Extrait
================================

“Que m’évoque le plaidoyer de M. Flavigny publié le 8 février sur Le Monde.fr ? L’image d’une psychanalyse rétrograde stigmatisant comme pathologiques les revendications citoyennes d’un dialogue sur la pertinence des lois françaises au regard du droit international, des acquis des sciences sociales ; et surtout des voix et des droits de toutes les personnes concernées (parents de naissance, personnes adoptées et parents adoptifs).
Alors, “intérêt de l’enfant” ou intérêt (mal compris) des “psys” ? Ressurgit l’image d’une psychanalyse aliénante qui impute systématiquement au patient un sentiment de culpabilité que le thérapeute se chargerait d’absoudre. On y apprend ainsi que si l’accouchement sous X a constitué une “fracture”, il suffit d’aider l’enfant à “tourner la page” (de son sentiment de culpabilité), pour que la fracture se révèle utile à son “épanouissement”. Cela défie toute clinique du traumatisme. Enfin s’affirme l’image inquiétante d’une psychanalyse qui, dans le débat politique, prétend à l’expertise en écartant les voix qui s’expriment, pour parler en place de ceux qui se taisent.
De quelle expertise s’agirait-il ? Celle d’une psychanalyse occupée à nier ses fondements, interprétant désormais le silence comme un signe de bonne santé et la parole comme un signe d’égarement ? “Qui ne dit mot consent”, dit l’adage populaire. Mais doit-on confondre résignation et santé ? L’expertise d’une psychanalyse aliénante qui donnerait à croire que l’identité du sujet se soutient du seul désir de ses parents – lequel n’entrave jamais la construction du sujet ?
D’une psychanalyse qui tiendrait pour négligeable au regard de la parenté la mise au monde les enfants, niant la dette de vie de tout un chacun ? L’expertise antisociale d’une psychanalyse qui voudrait faire reposer l’adoption plénière sur l’accouchement sous X (sa “clé”) : on ne saurait donc plus adopter plénièrement des enfants d’abord reconnus par leurs parents de naissance – pour leur malheur ? L’expertise d’une psychanalyse obscurantiste et rétrograde qui semble ignorer le vrai ressort des conventions internationales – pour mieux en contester la pertinence ? Pourtant ces conventions ne visent nullement à réduire la parenté au génétique, mais à prévenir les trafics d’enfants favorisés par la réduction au silence des parents de naissance, et à organiser le transfert de droits qui fonde humainement l’adoption plénière (ce que la loi française peine à reconnaître).

================================

Consignes de travail
• a. Reproduisez à l'identique le passage de l'extrait en commençant par « De quelle expertise » et en poursuivant jusqu'à « construction du sujet ? ».
• b. Répondez aux questions suivantes sur l'extrait, en reprenant pour chaque réponse le repère correspondant.
(i) À quelle date le plaidoyer de M. Flavigny a-t-il été publié sur Le Monde.fr ?
(ii) Quel adage populaire l'extrait cite-t-il ?
(iii) Selon l'extrait, quels trafics les conventions internationales visent-elles à prévenir ?

Contenu des données
================================

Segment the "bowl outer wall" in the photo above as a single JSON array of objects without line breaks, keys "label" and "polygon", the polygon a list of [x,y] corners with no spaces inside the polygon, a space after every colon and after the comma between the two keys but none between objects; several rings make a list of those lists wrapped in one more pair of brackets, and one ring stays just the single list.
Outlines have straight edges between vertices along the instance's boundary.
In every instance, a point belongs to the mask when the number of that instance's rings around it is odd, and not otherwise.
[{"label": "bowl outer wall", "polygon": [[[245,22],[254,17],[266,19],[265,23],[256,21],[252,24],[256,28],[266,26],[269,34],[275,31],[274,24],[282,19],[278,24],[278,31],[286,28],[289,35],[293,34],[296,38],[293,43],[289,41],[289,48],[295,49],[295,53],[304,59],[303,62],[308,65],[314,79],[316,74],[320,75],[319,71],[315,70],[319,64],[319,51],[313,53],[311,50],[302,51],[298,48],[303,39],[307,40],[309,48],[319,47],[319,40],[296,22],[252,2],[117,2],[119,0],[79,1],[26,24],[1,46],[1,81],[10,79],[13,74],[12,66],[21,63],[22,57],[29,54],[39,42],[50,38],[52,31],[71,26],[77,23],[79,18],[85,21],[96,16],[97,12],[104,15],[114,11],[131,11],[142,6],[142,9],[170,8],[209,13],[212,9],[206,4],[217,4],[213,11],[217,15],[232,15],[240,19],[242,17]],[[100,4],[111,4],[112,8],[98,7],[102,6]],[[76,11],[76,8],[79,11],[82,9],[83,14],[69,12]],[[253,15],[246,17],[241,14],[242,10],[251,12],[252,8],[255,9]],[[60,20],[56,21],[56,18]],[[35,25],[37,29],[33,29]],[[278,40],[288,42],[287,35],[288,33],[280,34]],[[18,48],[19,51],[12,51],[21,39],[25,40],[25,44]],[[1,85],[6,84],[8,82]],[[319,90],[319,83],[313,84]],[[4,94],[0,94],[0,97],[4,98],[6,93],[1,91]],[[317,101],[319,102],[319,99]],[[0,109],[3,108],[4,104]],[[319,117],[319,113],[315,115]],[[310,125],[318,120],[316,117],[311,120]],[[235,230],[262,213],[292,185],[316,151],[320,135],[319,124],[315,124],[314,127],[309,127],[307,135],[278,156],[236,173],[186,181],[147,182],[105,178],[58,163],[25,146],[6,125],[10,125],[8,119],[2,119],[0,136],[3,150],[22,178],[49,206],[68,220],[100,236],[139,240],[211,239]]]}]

================================

Réponses numérotées
• a.
De quelle expertise s’agirait-il ? Celle d’une psychanalyse occupée à nier ses fondements, interprétant désormais le silence comme un signe de bonne santé et la parole comme un signe d’égarement ? “Qui ne dit mot consent”, dit l’adage populaire. Mais doit-on confondre résignation et santé ? L’expertise d’une psychanalyse aliénante qui donnerait à croire que l’identité du sujet se soutient du seul désir de ses parents – lequel n’entrave jamais la construction du sujet ?

• b.
(i) Le 8 février.
(ii) « Qui ne dit mot consent ».
(iii) Les trafics d'enfants favorisés par la réduction au silence des parents de naissance.